__WHAT TO DO__. Write out every entry word for word.

__TASK INPUT__.
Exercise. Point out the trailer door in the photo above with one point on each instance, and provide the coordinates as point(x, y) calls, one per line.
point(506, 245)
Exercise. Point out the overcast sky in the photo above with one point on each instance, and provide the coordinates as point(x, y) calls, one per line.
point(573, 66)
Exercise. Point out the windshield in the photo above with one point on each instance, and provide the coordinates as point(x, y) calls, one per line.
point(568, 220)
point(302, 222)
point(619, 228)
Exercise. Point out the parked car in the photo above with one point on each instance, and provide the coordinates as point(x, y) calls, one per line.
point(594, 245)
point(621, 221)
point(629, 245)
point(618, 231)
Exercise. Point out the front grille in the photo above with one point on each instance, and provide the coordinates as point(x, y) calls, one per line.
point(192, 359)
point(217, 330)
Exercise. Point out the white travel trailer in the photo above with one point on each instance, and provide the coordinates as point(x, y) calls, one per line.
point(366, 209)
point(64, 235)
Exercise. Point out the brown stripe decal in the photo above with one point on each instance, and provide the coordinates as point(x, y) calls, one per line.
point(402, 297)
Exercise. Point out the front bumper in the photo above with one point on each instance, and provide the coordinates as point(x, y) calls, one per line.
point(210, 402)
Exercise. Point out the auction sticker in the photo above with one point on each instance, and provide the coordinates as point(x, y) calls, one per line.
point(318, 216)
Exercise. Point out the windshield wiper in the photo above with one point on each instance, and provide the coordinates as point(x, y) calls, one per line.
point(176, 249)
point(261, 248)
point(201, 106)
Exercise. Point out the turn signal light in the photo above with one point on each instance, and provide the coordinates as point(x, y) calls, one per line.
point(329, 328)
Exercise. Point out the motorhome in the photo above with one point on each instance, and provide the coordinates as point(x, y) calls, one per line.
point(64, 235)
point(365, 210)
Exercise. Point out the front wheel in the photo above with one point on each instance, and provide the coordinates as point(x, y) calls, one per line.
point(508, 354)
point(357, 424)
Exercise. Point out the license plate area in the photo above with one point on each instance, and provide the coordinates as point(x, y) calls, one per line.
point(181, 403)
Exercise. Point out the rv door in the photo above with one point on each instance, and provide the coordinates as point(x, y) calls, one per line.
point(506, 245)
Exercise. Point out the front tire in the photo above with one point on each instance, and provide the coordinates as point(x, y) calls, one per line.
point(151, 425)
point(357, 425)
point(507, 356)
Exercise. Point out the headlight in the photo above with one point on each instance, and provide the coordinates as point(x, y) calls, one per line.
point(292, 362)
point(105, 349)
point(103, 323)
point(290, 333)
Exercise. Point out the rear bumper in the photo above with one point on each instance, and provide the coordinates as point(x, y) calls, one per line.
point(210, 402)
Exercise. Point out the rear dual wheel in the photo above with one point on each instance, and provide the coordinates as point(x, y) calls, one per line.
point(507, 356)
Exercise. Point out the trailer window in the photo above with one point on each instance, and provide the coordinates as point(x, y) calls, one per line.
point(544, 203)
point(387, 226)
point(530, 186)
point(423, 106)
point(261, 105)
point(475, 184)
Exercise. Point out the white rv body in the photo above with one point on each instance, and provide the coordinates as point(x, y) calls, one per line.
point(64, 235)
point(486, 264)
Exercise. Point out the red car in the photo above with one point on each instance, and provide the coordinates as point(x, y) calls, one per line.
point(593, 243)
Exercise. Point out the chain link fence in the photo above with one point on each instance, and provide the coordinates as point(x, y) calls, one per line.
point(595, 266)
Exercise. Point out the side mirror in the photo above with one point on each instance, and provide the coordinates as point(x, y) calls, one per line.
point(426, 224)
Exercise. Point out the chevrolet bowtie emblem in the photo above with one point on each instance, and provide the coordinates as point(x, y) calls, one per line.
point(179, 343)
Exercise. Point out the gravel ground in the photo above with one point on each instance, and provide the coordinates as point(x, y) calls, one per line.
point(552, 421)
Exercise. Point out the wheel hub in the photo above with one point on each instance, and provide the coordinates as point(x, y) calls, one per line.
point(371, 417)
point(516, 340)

__RESPONSE BELOW__.
Exercise. Point out the trailer door in the photo above with one point on each instance, and provide the coordinates as point(x, y) calls, one per line.
point(506, 245)
Exercise. Point out the overcast sky in the photo above with one point on each instance, and provide the coordinates as point(x, y) calls, one per line.
point(573, 66)
Exercise. Point out the windshield in the photo above with one point on each instance, and provide the coordinates as point(x, y) calls, one per line.
point(568, 220)
point(302, 222)
point(619, 228)
Exercise. Point out the parked car in the photo above with one point on each instance, and provide the coordinates as point(x, y) calls, one per line.
point(594, 245)
point(621, 221)
point(629, 245)
point(618, 231)
Exercise. Point out the front grille in the photo above with one point on each instance, and provide the coordinates as point(x, y) calls, one per line.
point(192, 359)
point(217, 330)
Exercise. Point out the white travel trailer in the photo above with one point on each instance, and provide the coordinates as point(x, y) calls, one per line.
point(366, 209)
point(64, 235)
Exercise. Point out the brown stripe decal in the photo above with one point on each instance, and provide the coordinates as point(x, y) calls, one per line.
point(402, 297)
Exercise. Point out the front bumper in the photo above with one point on each instance, and provide the coordinates as point(x, y) calls, one per line.
point(210, 402)
Exercise. Point out the auction sticker in the photo above with one point on each instance, and provide the coordinates as point(x, y) calls, one per line.
point(318, 216)
Exercise. Point out the windshield wiper in the photo above with one point on each instance, and provide the coordinates as point(x, y) calls, one per line.
point(176, 249)
point(261, 248)
point(201, 106)
Exercise. Point out the turn signal light in the photo above with one point on each instance, and provide the coordinates as point(x, y) calls, one per line.
point(329, 328)
Exercise. Point out the motorhome in the photo above with one point on each instance, and provide the coordinates as point(x, y) calls, one per line.
point(64, 235)
point(365, 210)
Exercise. Point out the front wheel in the photo above with one point on each instance, and provide the coordinates as point(x, y) calls, one per line.
point(508, 354)
point(357, 424)
Exercise. Point out the license plate area in the photo above with one point on each instance, and provide the coordinates as point(x, y) calls, one per line.
point(181, 403)
Exercise. Point out the rv door in the photo above with one point on each instance, and provide the coordinates as point(x, y) calls, one per line.
point(506, 245)
Exercise. Point out the front tire in the photo above with one point on each instance, and provide the coordinates as point(x, y) calls, one per line.
point(151, 425)
point(357, 425)
point(507, 356)
Exercise. Point out the headlight in the photo above with one point on each instance, and provide the coordinates as point(x, y) calls, one per line.
point(292, 362)
point(105, 349)
point(103, 323)
point(290, 333)
Exercise. Point out the rear bumper in the photo above with one point on each instance, and provide the coordinates as point(x, y) calls, one per line.
point(210, 402)
Exercise. Point out the rear dual wheel in the photo above with one point on each instance, and provide the coordinates as point(x, y) calls, one per line.
point(507, 356)
Exercise. Point out the trailer window in the photo above with one point on each instance, and provide the coordinates as point(x, y) calls, one per line.
point(544, 203)
point(387, 226)
point(530, 186)
point(423, 106)
point(261, 105)
point(475, 184)
Exercise. Point out the white rv body in the photo above with one point on each instance, and provide the coordinates as point(x, y) calls, one per line.
point(64, 235)
point(486, 264)
Exercise. Point out the red car in the photo above with one point on each instance, and provide the coordinates as point(x, y) calls, one per line.
point(593, 243)
Exercise. Point out the chain link fence in the photo above with one point on each instance, and provide the coordinates as point(x, y) calls, one per line.
point(595, 266)
Exercise. Point out the side mirror in the photo above with one point on each instance, and provide the coordinates as point(x, y) calls, one per line.
point(426, 224)
Exercise. Point out the chevrolet bowtie emblem in the photo above with one point on each instance, and provide the coordinates as point(x, y) calls, one per line.
point(179, 343)
Exercise. Point out the gravel ground in the photo above with one point on each instance, and provide the coordinates as point(x, y) calls, one per line.
point(552, 421)
Exercise. Point out the wheel hub in the photo above with one point on each instance, and provide the coordinates as point(x, y) calls, one per line.
point(371, 417)
point(516, 340)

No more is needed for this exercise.